[Set exercise 1]
Condense the paragraph of the local food passage that begins "For all these reasons" into a short bulleted list that keeps its main facts.

Whether you’ve prepared your menu and shopping list already or not, I bet many of the items you will be cooking this Thanksgiving are in season and available at your local farmers market. If you are still looking for inspiration, Martha has some good ideas for seasonal recipes.

Buying local and sustainable food can help create jobs and grow our rural and urban economies, preserve farmland and improve the environment, and provide fresh and healthy food to our family and friends.

For all these reasons, NRDC is working to rebuild sustainable regional food systems.  An essential part of this work is encouraging cities and large institutions to buy more local food. We are proud to have worked with New York City and Los Angeles on local food laws and policies that are good models for other cities around the country. We are also advocating for essential distribution infrastructure so more people can have access to fresh, healthy food.

Good government policies and decisions are important but consumer demand is a huge piece of the puzzle and you can use your Thanksgiving feast to do your part. Plus, fresh, local food tastes great so your guests will be happy too!

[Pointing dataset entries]
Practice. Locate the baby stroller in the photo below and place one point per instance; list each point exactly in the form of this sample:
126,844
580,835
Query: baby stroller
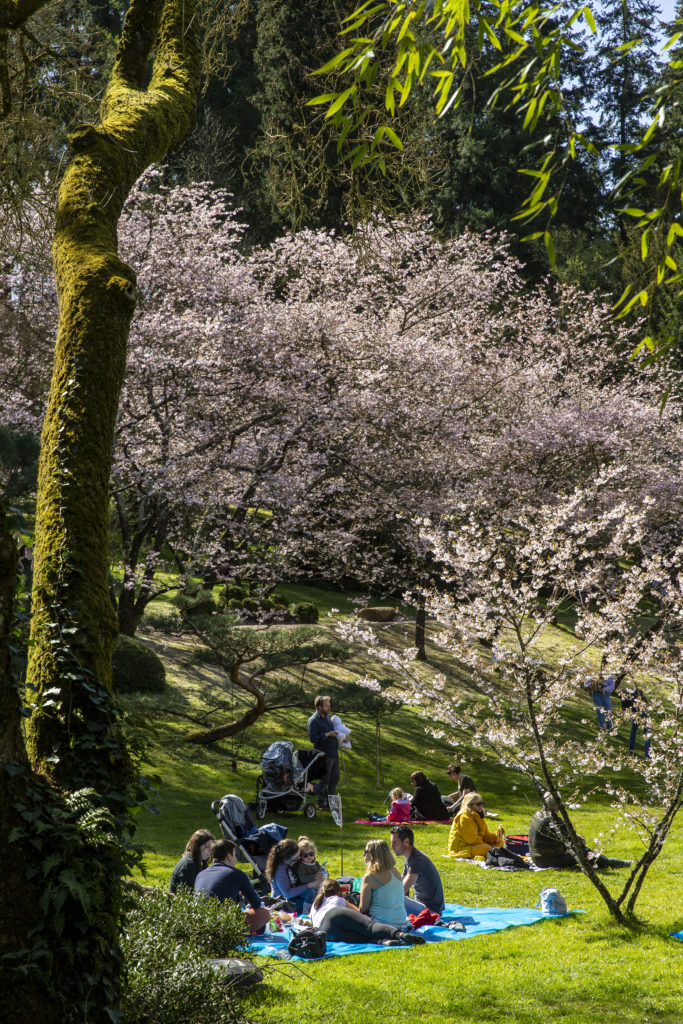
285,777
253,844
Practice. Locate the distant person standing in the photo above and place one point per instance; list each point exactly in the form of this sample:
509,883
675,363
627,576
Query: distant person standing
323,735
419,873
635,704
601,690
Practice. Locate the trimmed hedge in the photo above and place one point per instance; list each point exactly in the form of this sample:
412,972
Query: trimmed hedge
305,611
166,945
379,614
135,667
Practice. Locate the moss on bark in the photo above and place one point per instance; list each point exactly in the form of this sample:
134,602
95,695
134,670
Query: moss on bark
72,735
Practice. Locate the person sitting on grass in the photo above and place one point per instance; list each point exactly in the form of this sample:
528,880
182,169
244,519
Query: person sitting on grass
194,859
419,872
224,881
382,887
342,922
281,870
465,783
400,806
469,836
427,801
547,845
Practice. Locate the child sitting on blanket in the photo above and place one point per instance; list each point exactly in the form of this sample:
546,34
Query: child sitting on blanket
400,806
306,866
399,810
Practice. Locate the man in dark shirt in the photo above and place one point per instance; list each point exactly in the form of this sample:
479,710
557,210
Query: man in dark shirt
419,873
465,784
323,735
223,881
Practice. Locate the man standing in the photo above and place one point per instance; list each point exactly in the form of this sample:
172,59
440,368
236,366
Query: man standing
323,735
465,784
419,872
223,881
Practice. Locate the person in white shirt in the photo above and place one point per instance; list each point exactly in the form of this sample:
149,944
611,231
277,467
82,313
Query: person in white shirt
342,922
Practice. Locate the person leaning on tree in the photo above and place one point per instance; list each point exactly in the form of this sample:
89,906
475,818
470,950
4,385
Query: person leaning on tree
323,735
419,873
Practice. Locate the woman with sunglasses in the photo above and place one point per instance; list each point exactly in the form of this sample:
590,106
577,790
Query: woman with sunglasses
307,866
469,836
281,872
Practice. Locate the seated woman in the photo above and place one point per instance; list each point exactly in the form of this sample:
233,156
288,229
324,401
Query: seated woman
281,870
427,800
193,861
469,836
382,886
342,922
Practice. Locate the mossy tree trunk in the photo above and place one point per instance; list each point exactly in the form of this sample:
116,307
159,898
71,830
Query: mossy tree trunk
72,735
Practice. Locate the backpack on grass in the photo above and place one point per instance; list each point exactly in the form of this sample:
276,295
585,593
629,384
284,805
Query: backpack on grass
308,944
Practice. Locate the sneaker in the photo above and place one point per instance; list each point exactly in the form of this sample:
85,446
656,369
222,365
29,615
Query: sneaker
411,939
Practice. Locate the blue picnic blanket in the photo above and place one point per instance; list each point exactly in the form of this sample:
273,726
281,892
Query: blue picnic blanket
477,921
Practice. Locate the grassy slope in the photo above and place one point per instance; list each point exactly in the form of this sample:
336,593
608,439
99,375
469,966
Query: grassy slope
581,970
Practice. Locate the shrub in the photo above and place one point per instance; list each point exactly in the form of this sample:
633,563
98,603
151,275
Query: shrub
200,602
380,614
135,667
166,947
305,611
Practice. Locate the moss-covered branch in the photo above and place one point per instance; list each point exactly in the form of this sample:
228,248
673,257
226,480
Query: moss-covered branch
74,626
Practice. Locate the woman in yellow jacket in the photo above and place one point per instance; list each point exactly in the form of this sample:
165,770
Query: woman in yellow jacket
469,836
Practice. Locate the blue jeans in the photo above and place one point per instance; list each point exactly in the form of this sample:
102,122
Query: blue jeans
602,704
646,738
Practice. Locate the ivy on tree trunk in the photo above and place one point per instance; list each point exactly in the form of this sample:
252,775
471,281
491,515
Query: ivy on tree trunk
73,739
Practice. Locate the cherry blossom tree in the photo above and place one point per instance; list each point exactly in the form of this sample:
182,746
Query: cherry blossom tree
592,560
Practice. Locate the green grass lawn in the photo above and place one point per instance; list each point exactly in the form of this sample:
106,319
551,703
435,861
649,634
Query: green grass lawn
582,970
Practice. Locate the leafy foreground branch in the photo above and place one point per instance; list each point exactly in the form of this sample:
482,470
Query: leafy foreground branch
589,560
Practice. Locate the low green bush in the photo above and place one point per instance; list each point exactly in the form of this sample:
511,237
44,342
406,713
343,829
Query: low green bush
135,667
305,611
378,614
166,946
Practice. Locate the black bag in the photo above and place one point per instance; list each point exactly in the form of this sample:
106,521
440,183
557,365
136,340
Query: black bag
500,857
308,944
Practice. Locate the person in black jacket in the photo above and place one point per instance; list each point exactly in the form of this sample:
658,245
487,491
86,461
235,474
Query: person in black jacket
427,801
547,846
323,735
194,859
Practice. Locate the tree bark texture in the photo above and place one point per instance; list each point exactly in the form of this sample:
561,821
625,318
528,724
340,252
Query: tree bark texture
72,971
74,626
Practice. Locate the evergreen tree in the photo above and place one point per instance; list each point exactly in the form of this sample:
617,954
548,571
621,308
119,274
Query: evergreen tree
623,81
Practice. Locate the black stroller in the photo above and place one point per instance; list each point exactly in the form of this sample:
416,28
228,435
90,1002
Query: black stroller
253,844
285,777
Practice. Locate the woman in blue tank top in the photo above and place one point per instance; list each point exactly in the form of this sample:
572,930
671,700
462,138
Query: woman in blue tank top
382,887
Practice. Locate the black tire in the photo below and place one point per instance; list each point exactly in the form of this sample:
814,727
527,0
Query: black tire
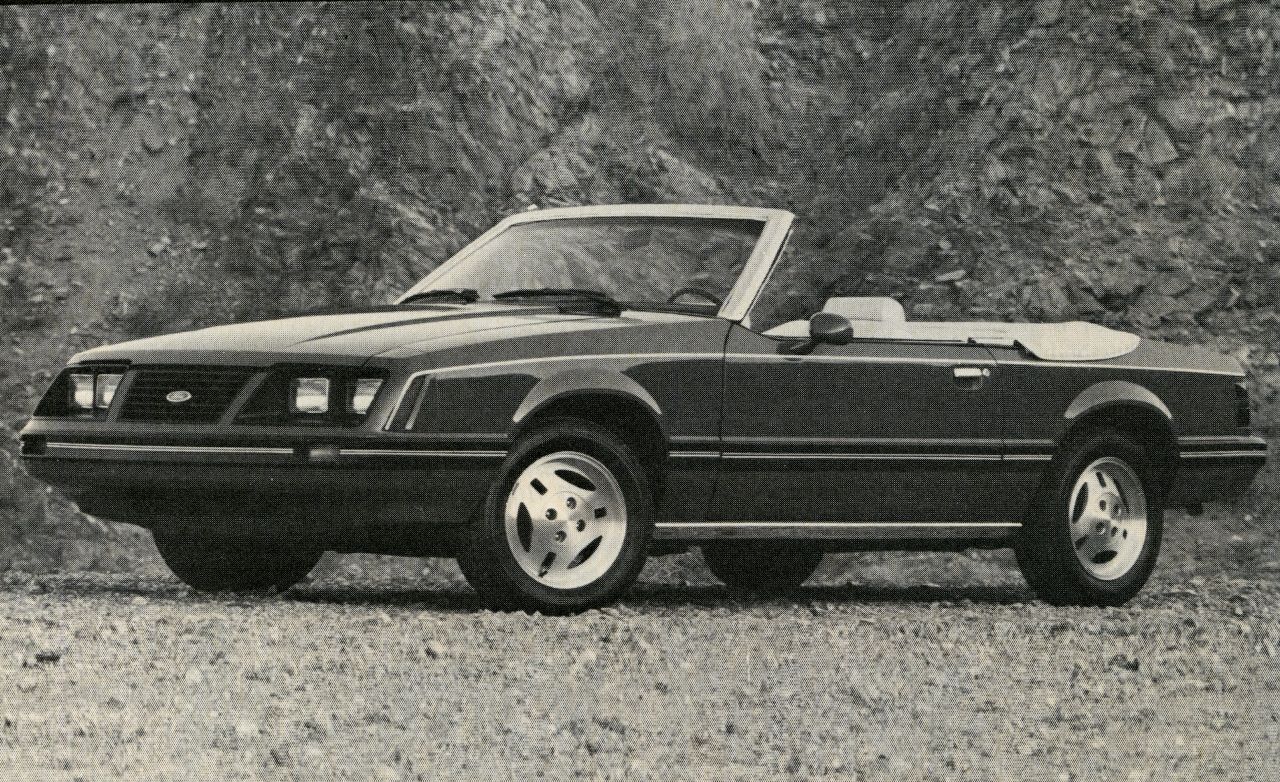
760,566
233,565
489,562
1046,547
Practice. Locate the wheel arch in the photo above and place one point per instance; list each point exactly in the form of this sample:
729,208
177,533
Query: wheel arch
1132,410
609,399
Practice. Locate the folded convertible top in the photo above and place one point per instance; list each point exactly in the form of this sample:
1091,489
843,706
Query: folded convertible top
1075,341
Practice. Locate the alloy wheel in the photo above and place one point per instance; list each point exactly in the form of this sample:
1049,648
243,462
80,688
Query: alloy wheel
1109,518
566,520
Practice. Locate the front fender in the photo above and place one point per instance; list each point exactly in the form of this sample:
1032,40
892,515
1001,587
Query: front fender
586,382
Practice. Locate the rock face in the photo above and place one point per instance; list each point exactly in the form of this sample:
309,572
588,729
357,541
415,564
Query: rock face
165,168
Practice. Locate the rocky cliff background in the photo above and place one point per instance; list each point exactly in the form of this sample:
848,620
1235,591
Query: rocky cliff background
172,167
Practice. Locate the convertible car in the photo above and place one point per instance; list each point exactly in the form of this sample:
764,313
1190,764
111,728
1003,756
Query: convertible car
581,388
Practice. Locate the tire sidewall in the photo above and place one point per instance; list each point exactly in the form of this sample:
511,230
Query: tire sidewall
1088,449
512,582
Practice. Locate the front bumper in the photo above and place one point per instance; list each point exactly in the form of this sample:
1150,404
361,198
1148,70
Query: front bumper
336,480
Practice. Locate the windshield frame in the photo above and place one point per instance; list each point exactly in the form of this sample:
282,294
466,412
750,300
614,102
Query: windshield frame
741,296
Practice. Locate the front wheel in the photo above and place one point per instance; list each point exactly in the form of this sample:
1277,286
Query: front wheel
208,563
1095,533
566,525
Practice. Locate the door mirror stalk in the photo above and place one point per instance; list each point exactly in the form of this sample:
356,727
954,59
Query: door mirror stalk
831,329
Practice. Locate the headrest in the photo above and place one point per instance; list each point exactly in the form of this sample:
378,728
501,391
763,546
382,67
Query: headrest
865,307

[Set exercise 2]
List every line of the entries above that contains the string "distant", treating uppercase and lowercase as different.

[Answer 1]
- NRDC is working to rebuild sustainable regional food systems.
- A key part of this work is encouraging cities and large institutions to buy more local food.
- NRDC worked with New York City and Los Angeles on local food laws and policies that serve as models for other cities.
- It advocates for distribution infrastructure so more people can get fresh, healthy food.

[Answer 2]
Practice. Locate the distant person standing in the photo above and place one point per instance; list each point exactly in the form of this sample:
Query: distant person standing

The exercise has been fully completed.